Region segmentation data
──────────

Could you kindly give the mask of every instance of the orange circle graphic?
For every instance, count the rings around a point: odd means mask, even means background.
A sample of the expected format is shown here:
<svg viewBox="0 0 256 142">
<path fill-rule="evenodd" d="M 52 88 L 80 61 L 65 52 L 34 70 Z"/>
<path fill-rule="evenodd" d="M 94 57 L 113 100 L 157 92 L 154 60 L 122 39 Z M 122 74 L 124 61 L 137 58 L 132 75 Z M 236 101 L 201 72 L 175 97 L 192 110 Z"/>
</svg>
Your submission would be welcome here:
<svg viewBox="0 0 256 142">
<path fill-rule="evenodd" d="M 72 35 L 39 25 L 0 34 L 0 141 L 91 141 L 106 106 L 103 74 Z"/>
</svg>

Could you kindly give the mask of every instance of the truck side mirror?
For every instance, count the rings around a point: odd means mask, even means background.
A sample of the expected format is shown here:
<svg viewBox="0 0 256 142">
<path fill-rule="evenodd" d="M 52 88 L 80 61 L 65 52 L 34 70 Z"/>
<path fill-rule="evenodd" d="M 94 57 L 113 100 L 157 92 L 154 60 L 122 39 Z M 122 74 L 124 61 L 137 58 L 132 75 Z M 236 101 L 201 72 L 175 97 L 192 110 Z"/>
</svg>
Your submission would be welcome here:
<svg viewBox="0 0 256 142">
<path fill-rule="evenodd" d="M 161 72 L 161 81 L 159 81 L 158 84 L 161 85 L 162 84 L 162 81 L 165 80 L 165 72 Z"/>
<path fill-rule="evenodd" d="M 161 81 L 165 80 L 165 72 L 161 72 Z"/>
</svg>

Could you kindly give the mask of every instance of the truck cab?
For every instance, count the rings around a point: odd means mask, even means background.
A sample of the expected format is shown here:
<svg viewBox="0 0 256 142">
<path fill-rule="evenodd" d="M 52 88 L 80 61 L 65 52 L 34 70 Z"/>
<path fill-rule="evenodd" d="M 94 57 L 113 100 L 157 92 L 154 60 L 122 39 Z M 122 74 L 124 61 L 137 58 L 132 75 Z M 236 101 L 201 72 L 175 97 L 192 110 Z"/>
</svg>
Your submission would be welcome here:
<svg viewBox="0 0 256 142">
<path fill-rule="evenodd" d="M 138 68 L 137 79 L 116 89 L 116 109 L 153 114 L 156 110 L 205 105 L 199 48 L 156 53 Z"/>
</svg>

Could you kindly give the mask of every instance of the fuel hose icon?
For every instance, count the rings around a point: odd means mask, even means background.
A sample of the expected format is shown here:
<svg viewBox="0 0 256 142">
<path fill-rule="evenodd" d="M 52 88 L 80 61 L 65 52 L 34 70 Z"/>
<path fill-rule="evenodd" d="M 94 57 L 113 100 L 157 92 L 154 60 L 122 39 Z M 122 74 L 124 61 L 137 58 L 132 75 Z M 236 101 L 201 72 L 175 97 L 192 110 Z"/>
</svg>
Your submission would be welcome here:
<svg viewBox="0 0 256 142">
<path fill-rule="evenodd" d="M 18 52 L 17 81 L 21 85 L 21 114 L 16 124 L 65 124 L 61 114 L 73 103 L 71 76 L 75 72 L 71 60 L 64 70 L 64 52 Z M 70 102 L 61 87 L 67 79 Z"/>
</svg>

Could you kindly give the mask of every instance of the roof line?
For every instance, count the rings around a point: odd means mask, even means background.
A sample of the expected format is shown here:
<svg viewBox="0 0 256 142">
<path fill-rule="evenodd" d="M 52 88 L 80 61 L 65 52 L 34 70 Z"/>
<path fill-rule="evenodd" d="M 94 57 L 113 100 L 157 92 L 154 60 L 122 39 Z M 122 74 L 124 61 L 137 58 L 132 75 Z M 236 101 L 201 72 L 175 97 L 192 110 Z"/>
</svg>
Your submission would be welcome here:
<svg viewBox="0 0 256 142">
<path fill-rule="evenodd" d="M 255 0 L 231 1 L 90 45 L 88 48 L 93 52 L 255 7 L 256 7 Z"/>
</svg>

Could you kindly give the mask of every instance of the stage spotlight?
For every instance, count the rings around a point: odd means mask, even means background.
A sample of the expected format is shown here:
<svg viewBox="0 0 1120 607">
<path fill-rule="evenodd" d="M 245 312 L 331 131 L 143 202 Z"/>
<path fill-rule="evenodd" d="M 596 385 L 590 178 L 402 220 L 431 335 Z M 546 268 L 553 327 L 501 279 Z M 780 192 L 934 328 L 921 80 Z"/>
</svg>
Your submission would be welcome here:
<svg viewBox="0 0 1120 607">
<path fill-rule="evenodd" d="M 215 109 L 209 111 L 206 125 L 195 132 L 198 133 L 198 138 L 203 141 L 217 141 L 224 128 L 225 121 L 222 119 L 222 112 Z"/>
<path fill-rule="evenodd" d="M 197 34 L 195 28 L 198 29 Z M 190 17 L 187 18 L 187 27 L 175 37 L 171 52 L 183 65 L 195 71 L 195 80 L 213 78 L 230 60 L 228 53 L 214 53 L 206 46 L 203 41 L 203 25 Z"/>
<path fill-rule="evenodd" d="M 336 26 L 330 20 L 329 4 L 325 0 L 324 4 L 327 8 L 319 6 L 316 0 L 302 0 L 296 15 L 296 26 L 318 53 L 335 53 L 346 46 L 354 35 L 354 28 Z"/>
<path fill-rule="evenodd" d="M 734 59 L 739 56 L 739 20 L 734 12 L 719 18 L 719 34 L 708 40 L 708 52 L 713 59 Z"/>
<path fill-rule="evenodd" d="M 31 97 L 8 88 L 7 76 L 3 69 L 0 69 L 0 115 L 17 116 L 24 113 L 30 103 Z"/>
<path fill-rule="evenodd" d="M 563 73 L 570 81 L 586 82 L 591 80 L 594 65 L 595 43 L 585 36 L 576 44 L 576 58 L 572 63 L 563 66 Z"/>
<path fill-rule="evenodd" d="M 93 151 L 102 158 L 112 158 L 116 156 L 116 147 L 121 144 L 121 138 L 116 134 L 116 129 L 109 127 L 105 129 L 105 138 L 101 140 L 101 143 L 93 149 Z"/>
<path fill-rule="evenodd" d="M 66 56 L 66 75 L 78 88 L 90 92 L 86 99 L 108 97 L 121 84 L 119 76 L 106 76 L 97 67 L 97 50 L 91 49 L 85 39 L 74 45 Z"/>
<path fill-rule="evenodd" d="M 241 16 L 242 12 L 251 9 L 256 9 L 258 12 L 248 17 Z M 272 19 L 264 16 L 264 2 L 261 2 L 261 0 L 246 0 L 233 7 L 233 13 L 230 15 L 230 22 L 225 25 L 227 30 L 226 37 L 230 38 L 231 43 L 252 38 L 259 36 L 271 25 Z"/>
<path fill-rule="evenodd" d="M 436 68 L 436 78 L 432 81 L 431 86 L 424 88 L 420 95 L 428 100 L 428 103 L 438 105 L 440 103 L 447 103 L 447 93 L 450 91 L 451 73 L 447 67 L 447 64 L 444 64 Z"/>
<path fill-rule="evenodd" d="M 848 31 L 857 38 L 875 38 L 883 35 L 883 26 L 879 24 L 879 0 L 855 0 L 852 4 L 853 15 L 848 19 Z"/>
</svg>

──────────

◆ Set problem: Transcribe every entry exactly, omitting nothing.

◆ Final answer:
Could you kindly give the mask of every instance of the orange circle graphic?
For every instance, count the rings around a point: odd means mask, even means background.
A sample of the expected format is shown here:
<svg viewBox="0 0 256 142">
<path fill-rule="evenodd" d="M 52 88 L 80 61 L 65 52 L 34 70 Z"/>
<path fill-rule="evenodd" d="M 94 57 L 113 100 L 157 92 L 154 60 L 122 39 Z M 122 74 L 124 61 L 137 58 L 132 75 Z M 236 101 L 201 72 L 175 97 L 192 110 Z"/>
</svg>
Your submission would be welcome here:
<svg viewBox="0 0 256 142">
<path fill-rule="evenodd" d="M 72 35 L 39 25 L 0 34 L 0 141 L 91 141 L 106 106 L 103 74 Z"/>
</svg>

Could you kindly give the mask of every instance of the truck side mirror?
For every instance, count the rings around a point: odd means mask, even means background.
A sample of the expected format is shown here:
<svg viewBox="0 0 256 142">
<path fill-rule="evenodd" d="M 52 88 L 80 61 L 65 52 L 34 70 Z"/>
<path fill-rule="evenodd" d="M 94 57 L 113 100 L 157 92 L 154 60 L 122 39 Z M 122 74 L 124 61 L 137 58 L 132 75 Z M 236 101 L 201 72 L 175 97 L 192 110 Z"/>
</svg>
Your submission would be welcome here:
<svg viewBox="0 0 256 142">
<path fill-rule="evenodd" d="M 161 72 L 161 81 L 159 81 L 158 84 L 161 85 L 162 84 L 162 81 L 165 80 L 165 72 Z"/>
<path fill-rule="evenodd" d="M 161 81 L 165 80 L 165 72 L 161 72 Z"/>
</svg>

Could you kindly give the mask of every instance of the truck cab?
For every instance, count the rings around a point: odd means mask, even means background.
A sample of the expected format is shown here:
<svg viewBox="0 0 256 142">
<path fill-rule="evenodd" d="M 52 88 L 80 61 L 65 52 L 34 70 Z"/>
<path fill-rule="evenodd" d="M 94 57 L 113 100 L 157 92 L 154 60 L 122 39 Z M 122 74 L 124 61 L 137 58 L 132 75 Z M 236 101 L 201 72 L 175 97 L 192 110 Z"/>
</svg>
Your submission would be welcome here:
<svg viewBox="0 0 256 142">
<path fill-rule="evenodd" d="M 138 68 L 137 79 L 116 89 L 116 109 L 153 114 L 156 110 L 205 105 L 199 48 L 156 53 Z"/>
</svg>

Could you kindly give the mask of every instance of the fuel hose icon?
For every instance, count the rings around a point: odd means mask, even means background.
A sample of the expected format is shown here:
<svg viewBox="0 0 256 142">
<path fill-rule="evenodd" d="M 52 88 L 80 61 L 65 52 L 34 70 Z"/>
<path fill-rule="evenodd" d="M 94 57 L 113 100 L 157 92 L 154 60 L 122 39 Z M 122 74 L 124 61 L 137 58 L 132 75 Z M 236 101 L 201 72 L 175 97 L 192 110 Z"/>
</svg>
Your submission would be welcome here:
<svg viewBox="0 0 256 142">
<path fill-rule="evenodd" d="M 18 52 L 17 81 L 21 85 L 21 114 L 16 124 L 65 124 L 61 114 L 73 103 L 71 76 L 75 72 L 71 60 L 64 70 L 64 52 Z M 70 102 L 61 87 L 67 79 Z"/>
</svg>

Could you kindly give the mask of every instance of the roof line?
For every instance, count the rings around a point: odd means mask, even means background.
A sample of the expected format is shown here:
<svg viewBox="0 0 256 142">
<path fill-rule="evenodd" d="M 52 88 L 80 61 L 65 52 L 34 70 Z"/>
<path fill-rule="evenodd" d="M 94 57 L 113 100 L 157 92 L 154 60 L 122 39 Z M 122 74 L 124 61 L 137 58 L 132 75 Z M 236 101 L 201 72 L 175 97 L 192 110 Z"/>
</svg>
Your submission would be welcome here:
<svg viewBox="0 0 256 142">
<path fill-rule="evenodd" d="M 255 0 L 231 1 L 90 45 L 88 48 L 93 52 L 255 7 L 256 7 Z"/>
</svg>

Could you kindly give the mask of every instance of the stage spotlight?
For every instance, count the rings around a point: odd means mask, even means background.
A sample of the expected format is shown here:
<svg viewBox="0 0 1120 607">
<path fill-rule="evenodd" d="M 245 312 L 331 131 L 143 202 Z"/>
<path fill-rule="evenodd" d="M 596 385 L 590 178 L 402 220 L 431 335 Z M 546 268 L 553 327 L 501 279 Z M 780 192 L 934 328 L 921 80 Z"/>
</svg>
Your submission would be welcome here:
<svg viewBox="0 0 1120 607">
<path fill-rule="evenodd" d="M 215 109 L 209 111 L 206 125 L 195 132 L 198 133 L 198 138 L 203 141 L 217 141 L 224 128 L 225 121 L 222 119 L 222 112 Z"/>
<path fill-rule="evenodd" d="M 197 34 L 195 28 L 198 29 Z M 190 17 L 187 18 L 187 27 L 175 37 L 171 52 L 183 65 L 195 71 L 195 80 L 213 78 L 230 60 L 228 53 L 214 53 L 206 46 L 203 41 L 203 25 Z"/>
<path fill-rule="evenodd" d="M 336 26 L 330 20 L 329 4 L 325 0 L 324 4 L 327 8 L 319 6 L 316 0 L 302 0 L 296 15 L 296 26 L 318 53 L 335 53 L 346 46 L 354 35 L 354 28 Z"/>
<path fill-rule="evenodd" d="M 734 59 L 739 56 L 739 20 L 734 12 L 719 18 L 719 34 L 708 40 L 708 52 L 713 59 Z"/>
<path fill-rule="evenodd" d="M 31 97 L 8 88 L 7 76 L 3 69 L 0 69 L 0 115 L 17 116 L 24 113 L 30 103 Z"/>
<path fill-rule="evenodd" d="M 563 73 L 570 81 L 586 82 L 591 80 L 594 65 L 595 43 L 585 36 L 576 44 L 576 58 L 572 63 L 563 66 Z"/>
<path fill-rule="evenodd" d="M 93 151 L 102 158 L 112 158 L 116 156 L 116 147 L 121 144 L 121 138 L 116 134 L 116 129 L 109 127 L 105 129 L 105 138 L 101 140 L 101 143 L 93 149 Z"/>
<path fill-rule="evenodd" d="M 66 56 L 66 75 L 78 88 L 90 92 L 86 99 L 108 97 L 121 84 L 119 76 L 106 76 L 97 67 L 97 50 L 91 49 L 85 39 L 74 45 Z"/>
<path fill-rule="evenodd" d="M 241 16 L 242 12 L 251 9 L 256 9 L 258 12 L 248 17 Z M 272 19 L 264 16 L 264 2 L 261 2 L 261 0 L 246 0 L 233 7 L 233 13 L 230 15 L 230 22 L 225 25 L 227 30 L 226 37 L 230 38 L 231 43 L 252 38 L 259 36 L 271 25 Z"/>
<path fill-rule="evenodd" d="M 436 68 L 436 78 L 432 81 L 431 86 L 424 88 L 420 95 L 428 100 L 428 103 L 438 105 L 440 103 L 447 103 L 447 93 L 450 91 L 451 73 L 447 67 L 447 64 L 444 64 Z"/>
<path fill-rule="evenodd" d="M 848 31 L 857 38 L 875 38 L 883 35 L 883 26 L 879 24 L 879 0 L 855 0 L 852 4 L 853 15 L 848 19 Z"/>
</svg>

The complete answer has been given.